| YOUR TASK |
Before repeating the entries below, strip out every picture and keep all else as it is.

————

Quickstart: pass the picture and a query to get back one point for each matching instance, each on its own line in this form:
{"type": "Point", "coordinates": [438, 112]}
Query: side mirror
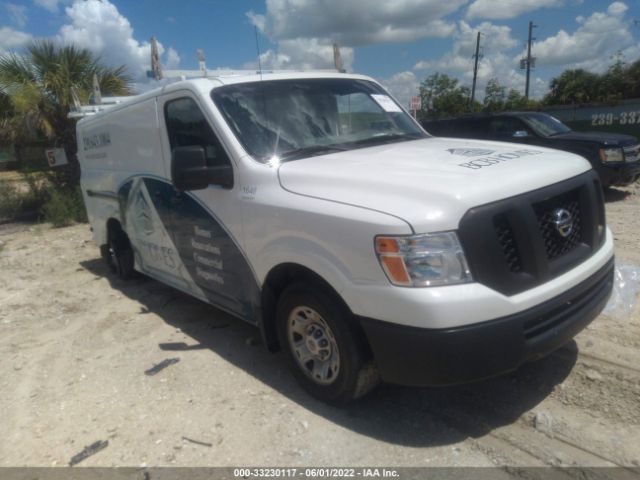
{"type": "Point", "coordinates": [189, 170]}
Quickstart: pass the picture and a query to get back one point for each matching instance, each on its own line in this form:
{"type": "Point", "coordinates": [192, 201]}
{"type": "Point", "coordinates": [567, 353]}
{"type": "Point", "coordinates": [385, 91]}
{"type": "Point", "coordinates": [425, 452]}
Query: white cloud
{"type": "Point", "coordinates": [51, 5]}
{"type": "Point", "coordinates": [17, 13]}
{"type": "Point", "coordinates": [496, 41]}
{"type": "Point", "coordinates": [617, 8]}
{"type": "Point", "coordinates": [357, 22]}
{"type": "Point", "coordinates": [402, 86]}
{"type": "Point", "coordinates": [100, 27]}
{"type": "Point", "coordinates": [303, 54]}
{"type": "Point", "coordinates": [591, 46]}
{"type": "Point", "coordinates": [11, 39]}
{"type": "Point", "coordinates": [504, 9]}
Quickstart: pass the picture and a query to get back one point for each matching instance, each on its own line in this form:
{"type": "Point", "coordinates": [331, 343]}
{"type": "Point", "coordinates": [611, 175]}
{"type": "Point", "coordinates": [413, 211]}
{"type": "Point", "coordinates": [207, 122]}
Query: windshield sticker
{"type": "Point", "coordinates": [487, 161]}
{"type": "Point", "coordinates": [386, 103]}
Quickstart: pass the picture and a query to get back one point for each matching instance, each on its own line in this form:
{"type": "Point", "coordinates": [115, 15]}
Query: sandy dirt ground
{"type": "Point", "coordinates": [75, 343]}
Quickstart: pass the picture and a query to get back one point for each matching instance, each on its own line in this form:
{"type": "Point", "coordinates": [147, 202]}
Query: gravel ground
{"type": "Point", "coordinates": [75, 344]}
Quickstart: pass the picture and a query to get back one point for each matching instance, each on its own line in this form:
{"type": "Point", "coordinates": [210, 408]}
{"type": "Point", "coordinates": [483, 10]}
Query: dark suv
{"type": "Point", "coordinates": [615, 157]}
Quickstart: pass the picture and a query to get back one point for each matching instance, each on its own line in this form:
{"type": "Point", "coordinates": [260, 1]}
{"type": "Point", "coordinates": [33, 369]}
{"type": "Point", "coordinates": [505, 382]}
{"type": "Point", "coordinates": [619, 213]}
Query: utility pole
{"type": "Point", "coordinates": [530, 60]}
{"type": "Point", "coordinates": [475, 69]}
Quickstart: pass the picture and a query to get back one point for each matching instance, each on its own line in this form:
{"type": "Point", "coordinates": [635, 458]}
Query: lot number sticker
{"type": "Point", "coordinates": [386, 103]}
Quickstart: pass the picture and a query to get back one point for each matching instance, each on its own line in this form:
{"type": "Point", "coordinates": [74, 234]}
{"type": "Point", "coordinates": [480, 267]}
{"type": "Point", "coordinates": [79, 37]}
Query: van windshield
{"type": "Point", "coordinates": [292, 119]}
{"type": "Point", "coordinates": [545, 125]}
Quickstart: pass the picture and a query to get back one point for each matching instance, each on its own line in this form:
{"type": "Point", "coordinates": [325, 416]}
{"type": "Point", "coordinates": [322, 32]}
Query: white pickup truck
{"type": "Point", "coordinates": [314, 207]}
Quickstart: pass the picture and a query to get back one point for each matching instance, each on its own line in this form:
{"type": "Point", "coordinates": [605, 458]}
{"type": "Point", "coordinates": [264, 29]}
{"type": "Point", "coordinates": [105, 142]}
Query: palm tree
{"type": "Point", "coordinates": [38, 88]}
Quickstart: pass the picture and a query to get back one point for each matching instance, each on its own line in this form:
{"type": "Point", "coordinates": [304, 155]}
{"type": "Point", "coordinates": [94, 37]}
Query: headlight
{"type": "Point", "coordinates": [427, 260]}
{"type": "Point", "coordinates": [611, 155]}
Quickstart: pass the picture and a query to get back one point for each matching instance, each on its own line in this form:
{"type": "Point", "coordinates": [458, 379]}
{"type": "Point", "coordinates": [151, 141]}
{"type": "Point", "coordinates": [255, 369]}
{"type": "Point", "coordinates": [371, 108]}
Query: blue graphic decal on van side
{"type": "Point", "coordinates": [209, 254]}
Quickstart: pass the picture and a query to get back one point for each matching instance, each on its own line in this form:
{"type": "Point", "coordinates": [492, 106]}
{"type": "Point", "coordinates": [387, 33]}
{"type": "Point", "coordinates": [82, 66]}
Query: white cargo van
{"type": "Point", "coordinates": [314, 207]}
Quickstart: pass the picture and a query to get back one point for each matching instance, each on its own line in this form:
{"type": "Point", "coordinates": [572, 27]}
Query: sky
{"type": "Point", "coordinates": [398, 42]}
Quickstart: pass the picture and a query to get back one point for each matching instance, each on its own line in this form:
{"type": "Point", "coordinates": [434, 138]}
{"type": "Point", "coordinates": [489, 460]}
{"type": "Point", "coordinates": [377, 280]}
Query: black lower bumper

————

| SOLUTION TO THE PROBLEM |
Quickstart: pass the picture and a query to get back one point for each matching instance, each on its own line in this form:
{"type": "Point", "coordinates": [438, 112]}
Query: side mirror
{"type": "Point", "coordinates": [189, 170]}
Quickstart: pass the picture and a query to get back one point for each matching instance, each on its own line in this form:
{"type": "Point", "coordinates": [192, 201]}
{"type": "Point", "coordinates": [567, 353]}
{"type": "Point", "coordinates": [385, 91]}
{"type": "Point", "coordinates": [425, 452]}
Query: white cloud
{"type": "Point", "coordinates": [51, 5]}
{"type": "Point", "coordinates": [17, 13]}
{"type": "Point", "coordinates": [496, 41]}
{"type": "Point", "coordinates": [617, 8]}
{"type": "Point", "coordinates": [357, 22]}
{"type": "Point", "coordinates": [402, 86]}
{"type": "Point", "coordinates": [100, 27]}
{"type": "Point", "coordinates": [303, 54]}
{"type": "Point", "coordinates": [591, 46]}
{"type": "Point", "coordinates": [11, 39]}
{"type": "Point", "coordinates": [504, 9]}
Quickstart: pass the picture and a query to get back one point for each matching instance, each on its own line in this form:
{"type": "Point", "coordinates": [331, 343]}
{"type": "Point", "coordinates": [611, 175]}
{"type": "Point", "coordinates": [413, 211]}
{"type": "Point", "coordinates": [207, 122]}
Query: windshield sticker
{"type": "Point", "coordinates": [487, 161]}
{"type": "Point", "coordinates": [386, 103]}
Quickstart: pass the picture and a query to get back one point for each matching instance, each on its own line in this form:
{"type": "Point", "coordinates": [115, 15]}
Query: sandy dirt ground
{"type": "Point", "coordinates": [75, 343]}
Quickstart: pass the picture and a query to get back one point for each matching instance, each on its own line in this form:
{"type": "Point", "coordinates": [147, 202]}
Query: gravel ground
{"type": "Point", "coordinates": [75, 344]}
Quickstart: pass the picture and a query to get back one point for each matching instance, each on its own line in this form:
{"type": "Point", "coordinates": [210, 408]}
{"type": "Point", "coordinates": [483, 10]}
Query: dark suv
{"type": "Point", "coordinates": [615, 157]}
Quickstart: pass the picture and a query to get back one point for each matching instance, each on its own line in this form:
{"type": "Point", "coordinates": [260, 1]}
{"type": "Point", "coordinates": [33, 369]}
{"type": "Point", "coordinates": [505, 382]}
{"type": "Point", "coordinates": [619, 213]}
Query: utility pole
{"type": "Point", "coordinates": [530, 60]}
{"type": "Point", "coordinates": [475, 69]}
Quickstart: pass the picture and a query to get back one point for each matching instance, each on its own line in this form:
{"type": "Point", "coordinates": [635, 458]}
Query: lot number sticker
{"type": "Point", "coordinates": [386, 103]}
Quickstart: pass the picture and a query to get back one point for each matching instance, each on its own line in this form:
{"type": "Point", "coordinates": [74, 234]}
{"type": "Point", "coordinates": [480, 267]}
{"type": "Point", "coordinates": [79, 37]}
Query: van windshield
{"type": "Point", "coordinates": [292, 119]}
{"type": "Point", "coordinates": [545, 125]}
Quickstart: pass the picture and a query to get back one point for each matching instance, each on its own line in this form:
{"type": "Point", "coordinates": [325, 416]}
{"type": "Point", "coordinates": [322, 32]}
Query: white pickup truck
{"type": "Point", "coordinates": [314, 207]}
Quickstart: pass the picture and a query to get back one point for each matching instance, each on its own line in this form:
{"type": "Point", "coordinates": [605, 458]}
{"type": "Point", "coordinates": [264, 29]}
{"type": "Point", "coordinates": [105, 142]}
Query: palm tree
{"type": "Point", "coordinates": [38, 88]}
Quickstart: pass the picture and a query to get back one point for each matching instance, each on its own line in this form:
{"type": "Point", "coordinates": [304, 155]}
{"type": "Point", "coordinates": [94, 37]}
Query: headlight
{"type": "Point", "coordinates": [427, 260]}
{"type": "Point", "coordinates": [611, 155]}
Quickstart: pass the picture and a query to get back one point for each matching instance, each on its own line in this form:
{"type": "Point", "coordinates": [458, 379]}
{"type": "Point", "coordinates": [151, 141]}
{"type": "Point", "coordinates": [255, 369]}
{"type": "Point", "coordinates": [371, 108]}
Query: blue graphic decal on van side
{"type": "Point", "coordinates": [209, 254]}
Quickstart: pass the picture and a query to get back one point for each matching instance, each on its own line in this form:
{"type": "Point", "coordinates": [492, 106]}
{"type": "Point", "coordinates": [387, 33]}
{"type": "Point", "coordinates": [82, 66]}
Query: white cargo van
{"type": "Point", "coordinates": [314, 207]}
Quickstart: pass the picture and a query to get back one point for each matching instance, each on its own line in this form:
{"type": "Point", "coordinates": [572, 27]}
Query: sky
{"type": "Point", "coordinates": [398, 42]}
Quickstart: pass the picture and a query to get back one point for each matching instance, each on its own line in this form:
{"type": "Point", "coordinates": [434, 138]}
{"type": "Point", "coordinates": [489, 460]}
{"type": "Point", "coordinates": [377, 280]}
Query: black lower bumper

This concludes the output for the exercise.